▶ **Referring expression data**:
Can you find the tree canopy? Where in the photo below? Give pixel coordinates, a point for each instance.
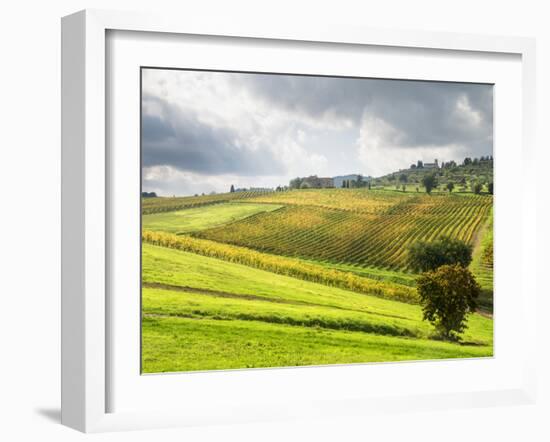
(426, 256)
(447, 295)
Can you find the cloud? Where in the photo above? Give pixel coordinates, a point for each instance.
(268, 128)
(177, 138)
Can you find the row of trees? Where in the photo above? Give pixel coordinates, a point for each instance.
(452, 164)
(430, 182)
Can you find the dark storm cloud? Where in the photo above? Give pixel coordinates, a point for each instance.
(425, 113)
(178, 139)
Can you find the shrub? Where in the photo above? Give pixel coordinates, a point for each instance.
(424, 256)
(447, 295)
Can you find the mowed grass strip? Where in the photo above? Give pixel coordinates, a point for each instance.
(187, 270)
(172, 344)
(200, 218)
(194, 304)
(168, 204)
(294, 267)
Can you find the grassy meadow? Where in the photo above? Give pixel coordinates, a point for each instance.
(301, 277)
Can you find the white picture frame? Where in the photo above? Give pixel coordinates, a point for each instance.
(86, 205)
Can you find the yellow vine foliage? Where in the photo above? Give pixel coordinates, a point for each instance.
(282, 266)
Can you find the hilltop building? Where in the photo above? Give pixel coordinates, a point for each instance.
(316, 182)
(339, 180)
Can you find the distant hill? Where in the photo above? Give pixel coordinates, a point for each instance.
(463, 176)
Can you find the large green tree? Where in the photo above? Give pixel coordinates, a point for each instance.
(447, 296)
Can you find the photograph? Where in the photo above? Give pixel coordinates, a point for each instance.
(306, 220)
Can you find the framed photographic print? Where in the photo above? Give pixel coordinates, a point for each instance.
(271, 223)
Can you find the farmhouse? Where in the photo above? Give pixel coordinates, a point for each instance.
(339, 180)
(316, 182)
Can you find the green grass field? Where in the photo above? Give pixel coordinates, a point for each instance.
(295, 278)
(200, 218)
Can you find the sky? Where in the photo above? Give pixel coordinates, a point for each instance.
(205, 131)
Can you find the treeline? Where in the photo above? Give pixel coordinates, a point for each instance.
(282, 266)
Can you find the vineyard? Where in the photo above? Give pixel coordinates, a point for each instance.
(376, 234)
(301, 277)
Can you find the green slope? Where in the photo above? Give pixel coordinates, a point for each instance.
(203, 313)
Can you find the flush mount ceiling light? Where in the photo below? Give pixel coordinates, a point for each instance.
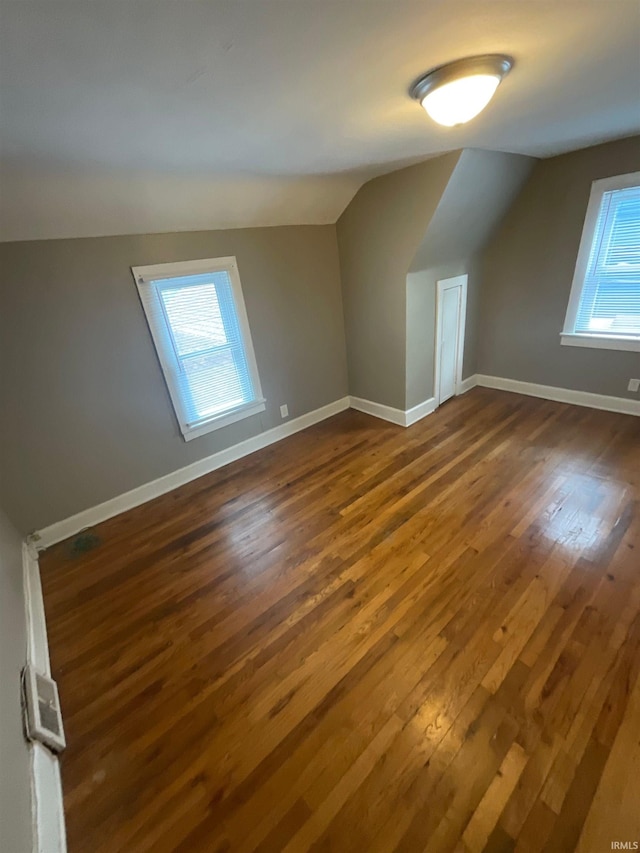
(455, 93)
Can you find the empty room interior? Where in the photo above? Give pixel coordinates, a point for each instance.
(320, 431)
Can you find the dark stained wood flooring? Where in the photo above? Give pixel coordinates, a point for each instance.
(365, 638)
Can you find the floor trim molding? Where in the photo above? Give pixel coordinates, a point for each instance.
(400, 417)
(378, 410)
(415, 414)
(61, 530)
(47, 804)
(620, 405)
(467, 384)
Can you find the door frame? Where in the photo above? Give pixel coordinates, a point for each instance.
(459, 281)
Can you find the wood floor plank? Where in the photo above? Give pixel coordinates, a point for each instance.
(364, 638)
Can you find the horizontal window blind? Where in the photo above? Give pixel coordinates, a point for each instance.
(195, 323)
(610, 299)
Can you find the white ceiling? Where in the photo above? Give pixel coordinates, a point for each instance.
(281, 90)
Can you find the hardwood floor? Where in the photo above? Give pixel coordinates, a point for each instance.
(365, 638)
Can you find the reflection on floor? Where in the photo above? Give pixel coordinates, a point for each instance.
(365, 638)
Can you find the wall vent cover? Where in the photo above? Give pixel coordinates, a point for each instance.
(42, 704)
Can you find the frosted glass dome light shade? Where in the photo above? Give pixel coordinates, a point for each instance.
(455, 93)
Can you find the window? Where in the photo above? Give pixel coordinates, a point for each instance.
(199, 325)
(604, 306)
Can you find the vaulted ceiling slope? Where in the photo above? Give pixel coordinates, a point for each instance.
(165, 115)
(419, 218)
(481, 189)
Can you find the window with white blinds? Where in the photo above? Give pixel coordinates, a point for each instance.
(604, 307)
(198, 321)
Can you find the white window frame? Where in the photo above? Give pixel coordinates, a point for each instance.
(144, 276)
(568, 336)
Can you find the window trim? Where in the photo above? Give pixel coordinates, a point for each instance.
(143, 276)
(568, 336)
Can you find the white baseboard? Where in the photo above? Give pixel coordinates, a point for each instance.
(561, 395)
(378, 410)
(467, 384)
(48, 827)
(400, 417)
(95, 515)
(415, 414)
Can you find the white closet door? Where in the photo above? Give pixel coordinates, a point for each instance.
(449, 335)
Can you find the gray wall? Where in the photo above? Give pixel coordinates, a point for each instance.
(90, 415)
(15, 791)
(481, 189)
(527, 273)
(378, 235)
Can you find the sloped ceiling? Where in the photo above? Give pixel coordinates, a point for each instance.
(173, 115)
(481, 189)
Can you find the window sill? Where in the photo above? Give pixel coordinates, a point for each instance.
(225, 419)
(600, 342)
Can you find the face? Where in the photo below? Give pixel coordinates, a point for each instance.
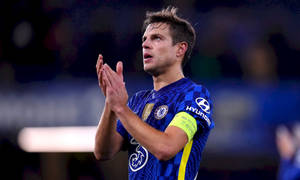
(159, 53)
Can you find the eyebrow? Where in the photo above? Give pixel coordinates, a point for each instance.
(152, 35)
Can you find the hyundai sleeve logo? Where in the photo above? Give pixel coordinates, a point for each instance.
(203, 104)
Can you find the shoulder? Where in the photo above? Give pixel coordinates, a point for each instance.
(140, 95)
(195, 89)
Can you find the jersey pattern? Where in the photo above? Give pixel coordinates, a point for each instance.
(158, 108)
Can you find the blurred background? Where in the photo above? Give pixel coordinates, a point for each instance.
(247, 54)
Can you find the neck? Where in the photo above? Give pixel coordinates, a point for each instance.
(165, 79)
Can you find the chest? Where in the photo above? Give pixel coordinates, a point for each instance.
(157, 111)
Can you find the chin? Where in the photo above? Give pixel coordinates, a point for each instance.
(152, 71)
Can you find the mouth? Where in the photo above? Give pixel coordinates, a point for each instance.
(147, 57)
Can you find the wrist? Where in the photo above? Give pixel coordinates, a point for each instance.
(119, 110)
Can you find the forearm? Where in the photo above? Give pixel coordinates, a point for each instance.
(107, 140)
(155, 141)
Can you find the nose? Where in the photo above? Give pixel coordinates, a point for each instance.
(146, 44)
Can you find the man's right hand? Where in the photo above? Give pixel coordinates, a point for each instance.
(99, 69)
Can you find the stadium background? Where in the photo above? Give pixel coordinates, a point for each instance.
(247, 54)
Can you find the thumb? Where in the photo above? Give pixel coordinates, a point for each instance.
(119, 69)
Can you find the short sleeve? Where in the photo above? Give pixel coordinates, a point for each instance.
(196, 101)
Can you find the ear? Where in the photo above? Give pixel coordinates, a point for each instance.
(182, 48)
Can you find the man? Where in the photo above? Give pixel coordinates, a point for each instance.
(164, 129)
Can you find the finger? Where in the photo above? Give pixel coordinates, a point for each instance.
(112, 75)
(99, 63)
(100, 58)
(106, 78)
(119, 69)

▶ **EXERCISE REQUIREMENTS**:
Output all of the data word for word, excluding any pictures.

▶ **ANSWER TO THE EXERCISE**:
Can you find the tree canopy? Where in the photo below? Give pixel coordinates, a point for each instance.
(426, 256)
(447, 295)
Can you find the cloud? Where in the photo above? Give pixel coordinates, a point for each instance.
(268, 128)
(177, 138)
Can you find the row of trees? Where in the photo above? Give pixel coordinates, a point for each instance.
(452, 164)
(430, 182)
Can you find the dark storm cloud? Where in the photo above? Give pixel coordinates, a point for each instance.
(425, 113)
(178, 139)
Can you find the shrub? Where in the photo above? Give pixel coordinates, a point for each instance.
(424, 256)
(447, 295)
Can you find the mowed grass strip? Where in the photo above? Give pixel coordinates, a point for each instance.
(187, 270)
(172, 344)
(200, 218)
(194, 304)
(168, 204)
(294, 267)
Can you find the grassy meadow? Where in the photo above? Give pixel coordinates, a point for each instance.
(301, 277)
Can you find the white picture frame? Where in the photo above? Give pixel coordinates, a point for each instance.
(86, 205)
Can you find the yellow vine foliage? Where in the photo above? Give pixel coordinates, a point for each instance.
(282, 266)
Can you find the hilltop building? Where in the photo above? Give pixel coordinates, a point for each instance.
(316, 182)
(339, 180)
Can you find the distant hill? Where in the photo above? Give pixel coordinates, a point for each instance.
(463, 176)
Can you find the large green tree? Where in the photo above? Give pixel coordinates, a point for each instance.
(447, 296)
Can you find the photograph? Where in the photo above? Give pixel coordinates, a point for each instance.
(306, 220)
Can you find the framed photographic print? Where in the photo above? Give pixel coordinates, a point for each instance.
(271, 223)
Can you find the farmhouse? Where in the photo above? Give pixel coordinates, a point for each instance.
(339, 180)
(316, 182)
Can you find the green grass field? Where in the photo above? Give pixel coordinates, a point for each instance.
(295, 278)
(200, 218)
Can you find the sky? Where in the photo above? Give pixel coordinates, a point for each instance.
(205, 131)
Can you find the treeline? Where in the photo above? Give pixel coordinates, a point for each instance.
(282, 266)
Can you find the vineyard? Where in the photo above? Give pixel coordinates, a point for each instance.
(376, 234)
(301, 277)
Can you find the green slope? Where in the photo above? Give pixel coordinates, a point for each instance.
(203, 313)
Can you find the flush mount ceiling light? Where in the photo below? Give pixel coordinates, a point for each instance.
(455, 93)
Can you find the empty room interior? Where in the photo above? Give pixel coordinates, a point for each instance.
(320, 431)
Can you find the dark stained wood flooring? Where in the photo above? Give pixel coordinates, a point for each instance.
(365, 638)
Can you find the floor trim molding? Where in the photo above? Give pixel coordinates, a point for each instance.
(400, 417)
(378, 410)
(415, 414)
(61, 530)
(47, 804)
(620, 405)
(467, 384)
Can you find the door frame? Where in the photo above? Give pixel coordinates, a point for each instance.
(459, 281)
Can you find the wood floor plank? Where in the photo above? Give pixel coordinates, a point for each instance.
(364, 638)
Can you find the horizontal window blind? Where in the photo above? Give pixel coordinates, a point for each instance.
(195, 323)
(610, 299)
Can you find the white ceiling? Where in the photo above? Give pixel coordinates, a point for each instance.
(281, 90)
Can you find the hardwood floor? Where in the photo above? Give pixel coordinates, a point for each instance.
(365, 638)
Can you find the reflection on floor? Where in the photo above? Give pixel coordinates, a point for each instance.
(365, 638)
Can you find the wall vent cover? Where in the photo above? Give pixel coordinates, a point for each instance.
(42, 704)
Can you find the frosted glass dome light shade? Where in the photo above? Give pixel coordinates, a point for each instance.
(455, 93)
Can you find the window? Where in the photo above? Give pixel coordinates, a point for each instance.
(199, 325)
(604, 306)
Can you find the vaulted ceiling slope? Where in the photo above? Give pixel coordinates, a point for each instance.
(165, 115)
(419, 218)
(481, 189)
Can you find the window with white blinds? Where in the photo above? Give pixel coordinates, a point for each instance.
(604, 307)
(198, 321)
Can you find the white window frame? Where in the photo above? Give pixel coordinates, a point for each instance.
(144, 276)
(568, 336)
Can you find the window trim? Where in the photo above? Give pixel coordinates, a point for each instance.
(143, 276)
(568, 336)
Can you find the white baseboard? Where in the photo above? Give pixel coordinates, a point for each instance.
(561, 395)
(378, 410)
(467, 384)
(48, 827)
(400, 417)
(95, 515)
(415, 414)
Can you find the white closet door? Where in the photo above? Give pixel coordinates, a point for each instance.
(449, 335)
Can you find the gray wall? Where in the photo above? Give pixel coordinates, a point for each instance.
(90, 415)
(15, 791)
(481, 189)
(527, 273)
(378, 235)
Can you find the sloped ceiling? Where in the photo above? Give pixel coordinates, a point for each instance.
(173, 115)
(481, 189)
Can you find the window sill? Where in the photo above? Give pixel coordinates, a point for each instance.
(225, 419)
(600, 342)
Can you find the face? Where in the photo below? Give pixel coordinates, a point for each instance.
(159, 53)
Can you find the eyebrow? Where in the photo above? Give pixel coordinates, a point for each instance.
(152, 35)
Can you find the hyundai sleeve logo? Where in the photo above? Give pixel coordinates, a point for each instance.
(203, 104)
Can you find the shoulder? Where in the photo above? Give pixel coordinates, a point for each instance.
(140, 95)
(195, 89)
Can you find the jersey pattern? Where in the photo above? Give pixel coordinates, a point for each instance.
(158, 108)
Can you find the blurred background? Where in the photo above? Give pixel coordinates, a point for each instance.
(247, 54)
Can you find the neck? Where in the photo above? Give pixel coordinates, a point for each instance.
(165, 79)
Can you find the chest? Where in the photo above? Give pixel coordinates, a point for each instance.
(157, 111)
Can you find the chin? Where in the photo above? Give pixel coordinates, a point for each instance.
(152, 71)
Can you find the mouth? Where in the photo above? Give pixel coordinates, a point for each instance.
(147, 57)
Can you find the wrist? Where in the photo above? Give pixel coordinates, a point for each instance.
(119, 110)
Can you find the forearm? Where in the photo above? Give pixel coordinates, a point for each instance.
(107, 140)
(155, 141)
Can you find the nose? Where in the photo above? Give pixel coordinates, a point for each instance.
(146, 44)
Can you find the man's right hand? Where in the photo above? Give pixel coordinates, a point for each instance.
(99, 69)
Can you find the stadium background? Where in the photo above? Give pixel coordinates, a point for each instance.
(247, 54)
Can you find the thumb? Where in the photo above? Give pixel coordinates, a point for each instance.
(119, 69)
Can you find the short sleeve? Where in the photo above? Give pixel coordinates, a point for each instance.
(196, 101)
Can you find the ear? Where in the photo above? Give pixel coordinates, a point for each instance.
(182, 48)
Can you find the man? Where in the photo above? Give pixel coordinates, a point for each instance.
(164, 129)
Can you find the finger? Where in the photo above? Give pixel coordinates, a point for each instance.
(112, 75)
(99, 63)
(100, 58)
(106, 78)
(119, 69)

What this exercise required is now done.